Problem requirements: Reproduce the listing below, changing each occurrence of "green foliage" to "leafy vegetation" and leaving everything else as it stands.

Record list:
** start **

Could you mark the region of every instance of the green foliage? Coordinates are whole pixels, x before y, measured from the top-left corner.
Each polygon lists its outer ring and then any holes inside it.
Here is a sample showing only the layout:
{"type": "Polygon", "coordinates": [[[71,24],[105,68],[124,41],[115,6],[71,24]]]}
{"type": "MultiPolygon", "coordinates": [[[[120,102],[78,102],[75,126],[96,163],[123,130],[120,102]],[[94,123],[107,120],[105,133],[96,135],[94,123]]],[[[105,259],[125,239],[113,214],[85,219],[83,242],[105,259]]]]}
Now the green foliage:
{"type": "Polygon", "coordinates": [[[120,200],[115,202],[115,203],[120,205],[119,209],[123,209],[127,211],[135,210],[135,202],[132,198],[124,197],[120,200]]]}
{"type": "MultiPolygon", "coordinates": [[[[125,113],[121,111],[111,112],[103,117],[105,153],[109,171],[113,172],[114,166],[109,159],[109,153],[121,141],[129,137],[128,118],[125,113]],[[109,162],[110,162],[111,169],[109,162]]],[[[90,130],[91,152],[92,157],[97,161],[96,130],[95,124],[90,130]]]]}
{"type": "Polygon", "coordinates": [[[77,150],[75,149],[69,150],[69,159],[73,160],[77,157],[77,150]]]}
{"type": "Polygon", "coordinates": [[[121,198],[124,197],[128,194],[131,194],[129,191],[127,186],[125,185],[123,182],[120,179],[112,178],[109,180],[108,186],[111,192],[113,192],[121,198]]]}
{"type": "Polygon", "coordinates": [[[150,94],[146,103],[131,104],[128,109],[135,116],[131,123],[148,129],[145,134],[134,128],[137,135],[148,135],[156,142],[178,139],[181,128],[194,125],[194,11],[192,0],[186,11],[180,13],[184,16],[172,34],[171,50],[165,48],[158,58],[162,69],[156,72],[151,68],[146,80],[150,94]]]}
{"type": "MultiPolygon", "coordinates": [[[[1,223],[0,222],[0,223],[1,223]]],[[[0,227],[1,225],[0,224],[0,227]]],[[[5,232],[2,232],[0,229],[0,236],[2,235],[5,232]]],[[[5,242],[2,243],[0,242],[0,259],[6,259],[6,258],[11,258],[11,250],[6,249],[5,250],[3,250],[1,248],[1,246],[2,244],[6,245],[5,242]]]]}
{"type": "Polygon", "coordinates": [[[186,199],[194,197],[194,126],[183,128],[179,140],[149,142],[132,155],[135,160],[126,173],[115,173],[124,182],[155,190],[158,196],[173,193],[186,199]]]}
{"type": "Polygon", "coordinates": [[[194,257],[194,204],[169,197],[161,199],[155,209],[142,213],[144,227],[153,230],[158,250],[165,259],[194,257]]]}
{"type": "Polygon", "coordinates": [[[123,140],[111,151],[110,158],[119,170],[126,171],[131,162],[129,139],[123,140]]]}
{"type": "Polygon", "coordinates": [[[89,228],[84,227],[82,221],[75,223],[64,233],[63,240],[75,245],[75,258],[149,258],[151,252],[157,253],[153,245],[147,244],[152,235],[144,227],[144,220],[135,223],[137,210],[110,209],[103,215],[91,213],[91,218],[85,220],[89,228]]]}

** end **

The response:
Could you mark the region of every instance of the leafy vegetation? Coordinates are whole pixels, x before y, measured from the top-left corner.
Each polygon lists its outer ring and then any holes inside it.
Here is a sample showing only the layout:
{"type": "Polygon", "coordinates": [[[71,24],[105,68],[124,41],[115,6],[71,24]]]}
{"type": "MultiPolygon", "coordinates": [[[[120,102],[78,102],[75,126],[96,163],[123,130],[120,102]],[[94,123],[107,120],[105,133],[96,135],[94,123]]],[[[105,259],[125,239],[113,214],[85,219],[83,242],[105,259]]]]}
Now the leafy vegetation:
{"type": "Polygon", "coordinates": [[[120,200],[115,202],[115,203],[120,205],[119,209],[123,209],[127,211],[135,210],[135,202],[132,198],[124,197],[120,200]]]}
{"type": "MultiPolygon", "coordinates": [[[[125,113],[121,111],[111,112],[103,117],[105,153],[109,171],[113,172],[114,166],[109,159],[109,153],[121,141],[129,137],[128,118],[125,113]],[[109,162],[110,162],[111,169],[109,162]]],[[[90,130],[91,152],[92,157],[97,161],[96,130],[95,124],[90,130]]]]}
{"type": "Polygon", "coordinates": [[[77,150],[75,149],[69,150],[69,159],[73,160],[77,157],[77,150]]]}
{"type": "Polygon", "coordinates": [[[121,198],[124,197],[128,194],[131,194],[129,191],[127,186],[125,185],[123,182],[120,179],[112,178],[109,180],[108,186],[111,192],[113,192],[121,198]]]}
{"type": "Polygon", "coordinates": [[[150,94],[146,103],[131,104],[128,109],[135,116],[131,123],[148,129],[145,134],[134,128],[137,135],[148,135],[156,142],[178,139],[181,128],[194,125],[194,11],[192,0],[186,11],[180,13],[184,16],[172,34],[171,50],[165,48],[158,58],[162,69],[156,72],[151,68],[146,80],[150,94]]]}
{"type": "MultiPolygon", "coordinates": [[[[1,223],[0,222],[0,223],[1,223]]],[[[0,227],[1,225],[0,224],[0,227]]],[[[5,232],[2,232],[0,229],[0,236],[2,235],[5,232]]],[[[5,242],[2,243],[0,242],[0,259],[6,259],[6,258],[11,258],[11,250],[6,249],[5,250],[3,250],[1,248],[1,246],[2,244],[6,245],[5,242]]]]}
{"type": "Polygon", "coordinates": [[[186,199],[194,197],[194,126],[183,128],[179,140],[149,142],[132,155],[135,160],[126,173],[115,173],[124,182],[155,190],[158,196],[173,193],[186,199]]]}
{"type": "Polygon", "coordinates": [[[194,257],[194,204],[169,197],[161,199],[155,209],[142,213],[144,227],[153,230],[158,250],[165,259],[194,257]]]}
{"type": "Polygon", "coordinates": [[[123,140],[111,151],[110,158],[119,170],[126,171],[131,162],[129,139],[123,140]]]}
{"type": "Polygon", "coordinates": [[[89,228],[84,227],[82,221],[75,223],[64,233],[63,240],[75,245],[75,258],[149,258],[151,252],[157,253],[153,245],[147,244],[152,235],[144,227],[144,220],[135,223],[137,210],[110,209],[103,215],[91,213],[91,218],[85,220],[89,228]]]}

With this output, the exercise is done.